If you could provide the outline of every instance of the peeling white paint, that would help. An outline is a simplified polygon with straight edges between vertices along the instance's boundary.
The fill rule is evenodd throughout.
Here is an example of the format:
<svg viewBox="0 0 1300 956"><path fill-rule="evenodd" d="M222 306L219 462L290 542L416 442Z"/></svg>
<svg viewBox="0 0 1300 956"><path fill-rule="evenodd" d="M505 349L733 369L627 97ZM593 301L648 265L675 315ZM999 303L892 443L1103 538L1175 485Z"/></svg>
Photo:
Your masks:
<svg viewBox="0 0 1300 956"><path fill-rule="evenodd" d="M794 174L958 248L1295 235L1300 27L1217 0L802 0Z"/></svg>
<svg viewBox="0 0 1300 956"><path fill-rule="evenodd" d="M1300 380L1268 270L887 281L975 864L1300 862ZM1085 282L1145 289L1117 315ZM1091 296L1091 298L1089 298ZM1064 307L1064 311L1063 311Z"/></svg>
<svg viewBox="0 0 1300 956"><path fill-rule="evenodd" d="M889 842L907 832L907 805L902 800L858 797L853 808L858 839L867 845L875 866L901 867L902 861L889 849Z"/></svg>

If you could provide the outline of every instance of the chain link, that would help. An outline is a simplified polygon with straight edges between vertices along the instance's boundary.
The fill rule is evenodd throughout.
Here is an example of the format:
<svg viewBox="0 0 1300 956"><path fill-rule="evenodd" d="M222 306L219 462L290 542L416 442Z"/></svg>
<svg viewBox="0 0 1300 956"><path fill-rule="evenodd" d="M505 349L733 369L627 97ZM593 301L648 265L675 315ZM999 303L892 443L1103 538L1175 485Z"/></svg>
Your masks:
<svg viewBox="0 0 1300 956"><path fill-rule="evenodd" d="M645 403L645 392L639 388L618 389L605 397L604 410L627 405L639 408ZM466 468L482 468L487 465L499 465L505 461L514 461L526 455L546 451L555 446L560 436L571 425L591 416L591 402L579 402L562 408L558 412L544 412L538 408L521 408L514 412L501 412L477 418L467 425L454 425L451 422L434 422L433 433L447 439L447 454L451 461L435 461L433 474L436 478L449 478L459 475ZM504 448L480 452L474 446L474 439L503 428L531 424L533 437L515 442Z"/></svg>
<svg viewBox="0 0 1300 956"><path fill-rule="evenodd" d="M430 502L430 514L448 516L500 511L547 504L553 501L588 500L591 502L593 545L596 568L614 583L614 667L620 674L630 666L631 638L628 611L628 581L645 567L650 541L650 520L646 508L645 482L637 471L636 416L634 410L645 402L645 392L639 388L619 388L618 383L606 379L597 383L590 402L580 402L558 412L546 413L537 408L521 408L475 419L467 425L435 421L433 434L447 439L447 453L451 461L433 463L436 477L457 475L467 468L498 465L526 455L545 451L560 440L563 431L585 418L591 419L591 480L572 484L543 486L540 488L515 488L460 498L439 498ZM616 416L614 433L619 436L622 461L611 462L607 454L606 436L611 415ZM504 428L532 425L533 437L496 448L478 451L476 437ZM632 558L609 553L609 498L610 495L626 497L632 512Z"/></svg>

Your instructions:
Each line above holding the word "straight" counts; reply with how many there are, only the number.

Response box:
2